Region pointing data
▶
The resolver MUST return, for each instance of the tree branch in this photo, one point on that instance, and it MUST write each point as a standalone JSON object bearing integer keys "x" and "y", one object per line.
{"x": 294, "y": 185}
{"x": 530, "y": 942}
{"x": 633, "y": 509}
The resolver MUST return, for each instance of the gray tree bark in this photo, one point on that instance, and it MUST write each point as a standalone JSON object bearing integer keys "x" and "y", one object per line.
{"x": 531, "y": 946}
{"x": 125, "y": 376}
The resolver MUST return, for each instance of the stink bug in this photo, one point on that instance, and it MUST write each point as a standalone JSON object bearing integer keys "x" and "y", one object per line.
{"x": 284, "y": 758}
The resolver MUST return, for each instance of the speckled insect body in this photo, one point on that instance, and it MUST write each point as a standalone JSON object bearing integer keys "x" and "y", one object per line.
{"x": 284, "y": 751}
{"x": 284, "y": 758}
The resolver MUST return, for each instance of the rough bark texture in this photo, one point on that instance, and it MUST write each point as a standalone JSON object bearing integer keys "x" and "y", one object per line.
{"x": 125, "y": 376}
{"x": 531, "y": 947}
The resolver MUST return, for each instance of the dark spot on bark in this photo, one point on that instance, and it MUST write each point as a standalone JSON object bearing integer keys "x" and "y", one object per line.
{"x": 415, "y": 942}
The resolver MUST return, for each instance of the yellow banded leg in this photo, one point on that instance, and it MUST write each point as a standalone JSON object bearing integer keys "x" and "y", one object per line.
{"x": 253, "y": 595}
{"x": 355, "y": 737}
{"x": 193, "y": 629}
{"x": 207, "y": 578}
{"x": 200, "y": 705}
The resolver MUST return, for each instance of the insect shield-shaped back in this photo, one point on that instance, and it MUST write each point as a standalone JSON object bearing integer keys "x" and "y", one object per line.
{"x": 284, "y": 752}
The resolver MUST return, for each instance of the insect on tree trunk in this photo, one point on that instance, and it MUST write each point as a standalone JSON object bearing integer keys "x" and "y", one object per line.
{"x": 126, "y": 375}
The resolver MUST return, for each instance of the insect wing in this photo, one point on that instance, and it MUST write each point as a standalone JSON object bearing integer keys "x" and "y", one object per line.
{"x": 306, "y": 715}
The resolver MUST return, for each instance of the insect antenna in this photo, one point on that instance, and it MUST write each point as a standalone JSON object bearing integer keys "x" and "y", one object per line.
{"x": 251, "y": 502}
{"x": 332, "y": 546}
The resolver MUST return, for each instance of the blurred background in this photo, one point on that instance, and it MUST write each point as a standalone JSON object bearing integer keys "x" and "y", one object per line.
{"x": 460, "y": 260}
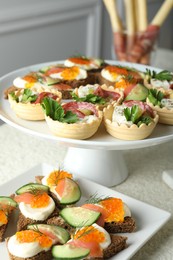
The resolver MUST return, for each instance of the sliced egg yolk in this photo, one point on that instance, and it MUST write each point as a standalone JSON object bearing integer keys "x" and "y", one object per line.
{"x": 70, "y": 73}
{"x": 115, "y": 209}
{"x": 89, "y": 234}
{"x": 80, "y": 61}
{"x": 40, "y": 200}
{"x": 56, "y": 175}
{"x": 3, "y": 217}
{"x": 30, "y": 81}
{"x": 29, "y": 236}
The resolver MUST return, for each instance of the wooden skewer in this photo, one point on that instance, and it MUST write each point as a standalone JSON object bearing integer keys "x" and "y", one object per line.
{"x": 130, "y": 17}
{"x": 141, "y": 6}
{"x": 114, "y": 17}
{"x": 142, "y": 23}
{"x": 162, "y": 13}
◀
Brief:
Reproduce all entries exactly. Pictures do not belong in the copy.

Your response:
The resolver MUST return, for each instance of the tree branch in this photo, one point on that instance, and it MUST write each point as a standalone JSON object bearing integer keys "x" and "y", one object per line.
{"x": 294, "y": 185}
{"x": 530, "y": 942}
{"x": 633, "y": 509}
The resolver MUST return, for each instance of the gray tree bark in this photo, one point on that instance, and it MUST write each point as a standalone JSON object bearing integer keys "x" and "y", one object per line.
{"x": 531, "y": 946}
{"x": 125, "y": 376}
The resolver MUST return, for each instance of the stink bug in this photo, one point on that instance, and it MUST write each point as a standalone JSON object bearing integer keys "x" and "y", one object per line.
{"x": 284, "y": 758}
The resolver MUST return, for each instance of the speckled insect body in this photo, one point on that instance, and it MUST write each point as a standalone JSON object bearing integer keys "x" and "y", one object per line.
{"x": 284, "y": 751}
{"x": 284, "y": 758}
The resolver MUST return, for each instance of the rough bark texture in this photo, one point on that instance, and it MUST write each point as a standalone JSON object bearing integer keys "x" and "y", one object per line.
{"x": 125, "y": 376}
{"x": 531, "y": 947}
The resolver MUST return, for each instance of the dark spot on bark in this photo, one point on that instance, and it MUST write each point as a standalone JSON object bearing integer keys "x" and "y", one object per line.
{"x": 415, "y": 942}
The resolver MUST return, for each instance of the yellow banded leg in this photo, one point on that instance, and it MUST write each point as a standalone JSON object bearing integer keys "x" and "y", one object per line.
{"x": 253, "y": 595}
{"x": 355, "y": 737}
{"x": 193, "y": 629}
{"x": 207, "y": 578}
{"x": 200, "y": 705}
The resolver MUST return, for each instance of the insect shield-shaped back in this photo, one point on that instance, and it MUST write each point as a standalone JSON object bearing integer keys "x" and "y", one object per line.
{"x": 284, "y": 752}
The resolver MUST return, for each instance of the insect on tree trunk in this photo, one point on that instance, and it MUST write each point as a standalone JSON object bearing integer keys "x" and "y", one object per line.
{"x": 126, "y": 375}
The resolver MUST return, for each instance of the insect wing in this photo, one point on that instance, and it MUST write each point as a standalone JSON object bearing integer keys "x" and "y", one object per line.
{"x": 306, "y": 715}
The resolver MUST return, for each instance of the insect antenna in this photo, one point on that instance, and it MUST write each point as a standalone JSON object bearing integer keys "x" and "y", one object per line.
{"x": 251, "y": 502}
{"x": 332, "y": 546}
The resolver MUST return, for each instance of the blurred background in this photo, one point on that instance, and it MUST write each point as a standalone JSON object bearing integer keys "x" and "y", one object per line.
{"x": 460, "y": 260}
The resolver MUST return, for each instance of the sliced egg yolk in this photo, one point on that instance, and it MUST write each point as a standalone JSON object bearing integer keys "x" and "y", one object per line.
{"x": 70, "y": 73}
{"x": 115, "y": 209}
{"x": 89, "y": 234}
{"x": 80, "y": 61}
{"x": 40, "y": 200}
{"x": 56, "y": 175}
{"x": 3, "y": 217}
{"x": 30, "y": 81}
{"x": 29, "y": 236}
The resolver MUST return, for each instance of the wooden skewer in this photo, one point on that instance, and it MUST write each point as a standalone JSON object bearing integer keys "x" and "y", one object per line.
{"x": 130, "y": 17}
{"x": 141, "y": 6}
{"x": 114, "y": 17}
{"x": 142, "y": 23}
{"x": 162, "y": 13}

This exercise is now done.